Nothing other than an exact copy of the records should be returned.

START Data excerpts

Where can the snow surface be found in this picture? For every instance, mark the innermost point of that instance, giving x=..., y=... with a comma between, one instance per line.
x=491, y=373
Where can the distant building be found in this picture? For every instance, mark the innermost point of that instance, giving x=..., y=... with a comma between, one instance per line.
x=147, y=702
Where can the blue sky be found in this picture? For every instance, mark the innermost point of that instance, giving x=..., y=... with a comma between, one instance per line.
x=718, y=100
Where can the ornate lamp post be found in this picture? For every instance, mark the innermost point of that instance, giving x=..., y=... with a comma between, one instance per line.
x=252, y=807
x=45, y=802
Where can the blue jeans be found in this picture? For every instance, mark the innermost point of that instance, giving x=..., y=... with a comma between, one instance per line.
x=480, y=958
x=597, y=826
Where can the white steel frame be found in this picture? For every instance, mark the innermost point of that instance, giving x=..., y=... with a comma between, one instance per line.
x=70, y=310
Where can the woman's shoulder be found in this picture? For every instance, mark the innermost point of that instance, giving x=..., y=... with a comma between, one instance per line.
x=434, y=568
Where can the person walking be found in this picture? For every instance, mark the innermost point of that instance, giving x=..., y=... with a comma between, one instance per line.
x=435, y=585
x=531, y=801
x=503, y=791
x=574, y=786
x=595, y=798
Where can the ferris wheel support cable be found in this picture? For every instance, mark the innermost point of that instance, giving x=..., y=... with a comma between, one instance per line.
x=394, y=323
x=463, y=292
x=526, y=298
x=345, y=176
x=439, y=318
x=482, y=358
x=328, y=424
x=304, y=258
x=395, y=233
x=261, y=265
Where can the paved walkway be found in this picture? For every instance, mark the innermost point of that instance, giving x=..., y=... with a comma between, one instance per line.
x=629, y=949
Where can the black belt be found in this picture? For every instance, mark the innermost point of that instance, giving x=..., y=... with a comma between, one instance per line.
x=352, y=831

END Data excerpts

#### Solution to the exercise
Where can the snow surface be found in this picture? For every instance, mark the innermost point of that instance, giving x=..., y=... with a comma between, one instance per line.
x=491, y=373
Where can the distant building be found in this picture? For every instance, mark the innermost point of that instance, giving x=..., y=... with a comma between, one instance per line.
x=147, y=702
Where can the blue sky be found in this picture? For every instance, mark the innermost point of that instance, giving x=..., y=... with a comma between, one instance per line.
x=718, y=100
Where can the ornate lamp post be found in this picture? For every instance, mark the innermost point of that instance, giving x=..., y=... with a comma between, one instance per line.
x=252, y=807
x=45, y=802
Where can the blue jeans be found in this picture? For every instance, mark the innermost point of that instance, giving x=..., y=... with a comma between, one instance per line.
x=480, y=958
x=597, y=826
Where can the white steel frame be found in this picture? For every instance, mark the innermost point of that instance, giving x=..., y=... with a comma between, one instance per line.
x=70, y=310
Where can the woman's shoulder be found in this picture? For every instance, mark the innermost point of that instance, giving x=..., y=... with a comma between, one instance per line.
x=434, y=568
Where can the person walking be found in this picture? For every instance, mark the innermost point of that instance, giving x=..., y=... with a comma between, one instance per line.
x=435, y=585
x=531, y=801
x=503, y=791
x=574, y=786
x=595, y=798
Where can the ferris wheel support cable be found in this picture? For every instance, mark the innermost point of that instance, giving x=..., y=... with a comma between, one instance per line.
x=394, y=323
x=463, y=292
x=526, y=298
x=345, y=176
x=439, y=318
x=482, y=358
x=328, y=424
x=304, y=258
x=395, y=233
x=261, y=265
Where can the paved walkway be found in this picture? For every instance, mark the innermost point of that instance, giving x=..., y=... with a comma between, one instance per line.
x=629, y=949
Where can the black belt be found in this picture? For every instance, mark the innermost point of that instance, giving x=..., y=... with a comma between, one instance per line.
x=352, y=831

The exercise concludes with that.